* _WHAT TO PRODUCE_
Copy every record word for word. Pictures are not part of the copy.

● ● ● ● ● ● ●

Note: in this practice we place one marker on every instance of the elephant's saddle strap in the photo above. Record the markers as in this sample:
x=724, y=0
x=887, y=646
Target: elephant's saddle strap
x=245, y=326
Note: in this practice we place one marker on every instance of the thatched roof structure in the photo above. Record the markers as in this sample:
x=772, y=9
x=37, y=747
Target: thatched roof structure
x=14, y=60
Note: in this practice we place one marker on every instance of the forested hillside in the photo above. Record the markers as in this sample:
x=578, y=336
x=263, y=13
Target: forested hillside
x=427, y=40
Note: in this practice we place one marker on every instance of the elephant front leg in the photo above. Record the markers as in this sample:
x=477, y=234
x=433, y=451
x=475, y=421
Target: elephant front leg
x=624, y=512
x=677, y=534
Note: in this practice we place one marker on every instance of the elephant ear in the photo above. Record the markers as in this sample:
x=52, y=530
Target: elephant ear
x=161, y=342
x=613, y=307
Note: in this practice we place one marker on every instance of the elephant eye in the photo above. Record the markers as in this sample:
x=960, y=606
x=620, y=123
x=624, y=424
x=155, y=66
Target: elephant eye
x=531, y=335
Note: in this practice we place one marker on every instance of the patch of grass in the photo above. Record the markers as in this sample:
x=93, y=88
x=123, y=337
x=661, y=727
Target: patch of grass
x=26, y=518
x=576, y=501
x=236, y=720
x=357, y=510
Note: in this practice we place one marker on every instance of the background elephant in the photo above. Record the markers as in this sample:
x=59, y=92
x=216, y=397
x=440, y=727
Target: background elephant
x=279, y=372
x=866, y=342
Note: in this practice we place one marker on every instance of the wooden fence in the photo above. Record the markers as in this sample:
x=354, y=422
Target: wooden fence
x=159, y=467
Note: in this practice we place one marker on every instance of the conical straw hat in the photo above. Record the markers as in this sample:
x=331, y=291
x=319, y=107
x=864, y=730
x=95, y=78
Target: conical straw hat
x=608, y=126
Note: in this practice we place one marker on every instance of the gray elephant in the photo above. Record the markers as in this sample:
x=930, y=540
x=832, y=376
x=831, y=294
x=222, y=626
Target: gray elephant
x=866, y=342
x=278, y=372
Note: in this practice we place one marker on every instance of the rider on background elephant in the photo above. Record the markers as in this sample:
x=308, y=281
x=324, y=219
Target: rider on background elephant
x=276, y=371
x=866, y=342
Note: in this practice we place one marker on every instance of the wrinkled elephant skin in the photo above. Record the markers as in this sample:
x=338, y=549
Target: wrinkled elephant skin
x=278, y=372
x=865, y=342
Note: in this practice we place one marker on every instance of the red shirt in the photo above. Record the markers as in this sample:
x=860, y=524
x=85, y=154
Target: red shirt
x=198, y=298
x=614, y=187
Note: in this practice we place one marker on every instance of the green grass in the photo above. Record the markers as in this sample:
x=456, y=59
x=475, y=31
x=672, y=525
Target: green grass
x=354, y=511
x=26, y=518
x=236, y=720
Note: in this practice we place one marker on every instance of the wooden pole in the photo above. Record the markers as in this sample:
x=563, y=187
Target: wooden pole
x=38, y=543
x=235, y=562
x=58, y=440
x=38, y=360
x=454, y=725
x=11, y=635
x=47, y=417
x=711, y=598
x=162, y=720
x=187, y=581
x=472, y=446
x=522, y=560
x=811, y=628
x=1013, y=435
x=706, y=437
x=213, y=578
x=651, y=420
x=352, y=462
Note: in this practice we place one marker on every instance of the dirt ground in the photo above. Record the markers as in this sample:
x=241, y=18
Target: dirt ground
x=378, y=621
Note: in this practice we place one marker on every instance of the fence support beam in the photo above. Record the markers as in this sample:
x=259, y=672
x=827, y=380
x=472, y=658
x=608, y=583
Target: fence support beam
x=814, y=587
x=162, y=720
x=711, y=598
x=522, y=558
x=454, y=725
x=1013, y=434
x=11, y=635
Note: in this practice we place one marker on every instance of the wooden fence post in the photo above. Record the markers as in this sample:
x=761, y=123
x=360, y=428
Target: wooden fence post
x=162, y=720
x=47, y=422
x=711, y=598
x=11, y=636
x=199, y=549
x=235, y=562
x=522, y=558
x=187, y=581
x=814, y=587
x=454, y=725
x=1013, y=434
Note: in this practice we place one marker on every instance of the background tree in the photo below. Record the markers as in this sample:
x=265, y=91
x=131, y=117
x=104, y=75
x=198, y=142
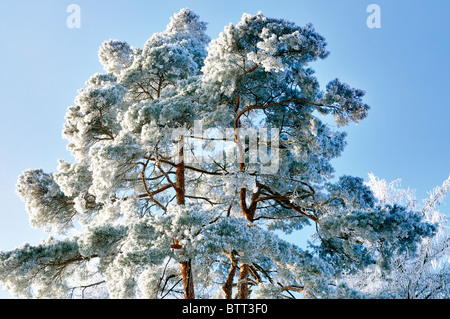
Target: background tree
x=420, y=275
x=134, y=219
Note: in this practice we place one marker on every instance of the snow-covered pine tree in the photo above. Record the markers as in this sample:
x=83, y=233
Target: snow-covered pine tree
x=132, y=218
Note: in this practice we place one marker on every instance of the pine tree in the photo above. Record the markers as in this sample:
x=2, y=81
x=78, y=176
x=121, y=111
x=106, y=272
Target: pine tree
x=189, y=155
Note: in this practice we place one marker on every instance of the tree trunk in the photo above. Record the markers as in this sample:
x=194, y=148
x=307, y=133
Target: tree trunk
x=227, y=288
x=243, y=282
x=186, y=269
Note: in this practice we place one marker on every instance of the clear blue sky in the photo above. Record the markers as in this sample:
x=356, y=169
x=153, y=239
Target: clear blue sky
x=403, y=66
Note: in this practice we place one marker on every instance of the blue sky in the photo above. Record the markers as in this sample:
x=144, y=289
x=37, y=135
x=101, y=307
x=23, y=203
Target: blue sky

● ● ● ● ● ● ●

* _EXERCISE SOLUTION_
Note: in this practice we place one marker on every instance of the elephant's saddle strap in the photo above. Record the markers as in this sample:
x=724, y=0
x=887, y=646
Target: elephant's saddle strap
x=245, y=326
Note: in this practice we place one marker on every instance of the thatched roof structure in the photo above. Record the markers as in this sample:
x=772, y=9
x=37, y=747
Target: thatched roof structure
x=14, y=60
Note: in this practice we place one marker on every instance of the forested hillside in the photo above. Record the markers as in this sample:
x=578, y=336
x=263, y=13
Target: forested hillside
x=427, y=40
Note: in this practice we place one marker on every instance of the elephant front leg in the photo above. Record the markers as in this sample:
x=477, y=234
x=433, y=451
x=475, y=421
Target: elephant front leg
x=624, y=512
x=677, y=534
Note: in this practice we place one marker on every instance of the elephant ear in the photo above. Record the markers as in this sample:
x=52, y=530
Target: elephant ear
x=161, y=342
x=613, y=307
Note: in this practice we place one marker on every instance of the elephant eye in the photo above. Record the markers as in this sample:
x=960, y=606
x=620, y=123
x=624, y=424
x=155, y=66
Target: elephant eye
x=531, y=335
Note: in this practice we place one marker on every instance of the patch of grass in the photo above. Record the markers as in this sample:
x=93, y=88
x=123, y=337
x=661, y=727
Target: patch of grass
x=26, y=518
x=576, y=501
x=236, y=720
x=357, y=510
Note: in this practice we place one marker on every instance of the background elephant in the photo above. Record the markers as in this sample:
x=59, y=92
x=216, y=397
x=440, y=727
Target: background elephant
x=279, y=372
x=866, y=342
Note: in this practice we place one marker on every instance of the wooden fence in the photo above. Record the markers as in this sample:
x=354, y=422
Target: wooden fence
x=159, y=467
Note: in this practice we place one marker on every instance of the conical straw hat in the photo above. Record the markers as in this sample:
x=331, y=291
x=319, y=107
x=864, y=730
x=95, y=78
Target: conical straw hat
x=608, y=126
Note: in this practice we place one marker on every instance of the gray elephant in the photo above. Record the markers as in this sample:
x=930, y=540
x=832, y=376
x=831, y=294
x=222, y=626
Target: gray elephant
x=866, y=342
x=278, y=372
Note: in this practice we place one marker on every instance of the rider on background elephant in the photo above. Record the markers as in this sample:
x=308, y=281
x=324, y=219
Target: rider on background elephant
x=276, y=371
x=866, y=342
Note: in this practice we place one marker on every instance of the wrinkled elephant skin in the photo above. Record the markers as in this sample:
x=338, y=549
Target: wrinkled elephant skin
x=278, y=372
x=865, y=342
Note: in this practice we place one marker on every instance of the red shirt in the photo above. Record the markers as in this sample:
x=860, y=524
x=85, y=154
Target: red shirt
x=198, y=298
x=614, y=187
Note: in this practice we place one marker on every instance of the green grass in the photo above. Record the markers as in this sample:
x=456, y=59
x=475, y=31
x=672, y=525
Target: green grass
x=354, y=511
x=26, y=518
x=236, y=720
Note: in this practice we place one marker on every instance of the wooden pole in the photo above. Record the markers as in this sample:
x=563, y=187
Target: wooden pole
x=38, y=543
x=235, y=562
x=58, y=440
x=38, y=360
x=454, y=725
x=11, y=635
x=47, y=417
x=711, y=598
x=162, y=720
x=187, y=581
x=472, y=446
x=522, y=560
x=811, y=628
x=1013, y=435
x=706, y=437
x=213, y=578
x=651, y=420
x=352, y=462
Note: in this practice we place one marker on every instance of the dirt ground in the photo above. Record the markers as in this sample:
x=241, y=18
Target: dirt ground
x=378, y=621
Note: in this practice we place one marker on every instance of the fence support beam in the photo above. Record the markers as in this sample:
x=259, y=672
x=827, y=380
x=472, y=658
x=608, y=583
Target: fence support beam
x=814, y=587
x=162, y=720
x=711, y=598
x=522, y=558
x=454, y=725
x=1013, y=434
x=11, y=635
Note: in this practice we place one marker on every instance of the wooden fence post in the photo above. Record the markers as in this sample:
x=761, y=123
x=360, y=428
Target: wooden fence post
x=162, y=720
x=47, y=422
x=711, y=598
x=11, y=636
x=199, y=549
x=235, y=562
x=522, y=558
x=187, y=581
x=814, y=587
x=454, y=725
x=1013, y=434
Note: in this practice we place one marker on every instance of the background tree in the photo below. Record the markers as in this sample:
x=265, y=91
x=131, y=117
x=104, y=75
x=198, y=142
Target: background tree
x=420, y=275
x=134, y=219
Note: in this practice we place one marker on every instance of the snow-covered pine tree in the photo above. Record the markers as in this sample:
x=83, y=233
Target: snow-covered pine tree
x=132, y=218
Note: in this practice we place one marker on every instance of the pine tree in the photo above. Record the markers as in this sample:
x=2, y=81
x=78, y=176
x=121, y=111
x=106, y=272
Target: pine tree
x=189, y=155
Note: in this practice we place one marker on every instance of the tree trunk in the photo above. Record the markers as in this sample:
x=194, y=148
x=307, y=133
Target: tree trunk
x=227, y=288
x=243, y=282
x=186, y=269
Note: in this practice we place one marker on every instance of the clear blue sky in the photo above. Record the markers as in this sample:
x=356, y=169
x=153, y=239
Target: clear blue sky
x=403, y=66
Note: in this practice we place one marker on every instance of the blue sky in the photo above. Record the markers as in this sample:
x=144, y=289
x=37, y=135
x=101, y=307
x=23, y=203
Target: blue sky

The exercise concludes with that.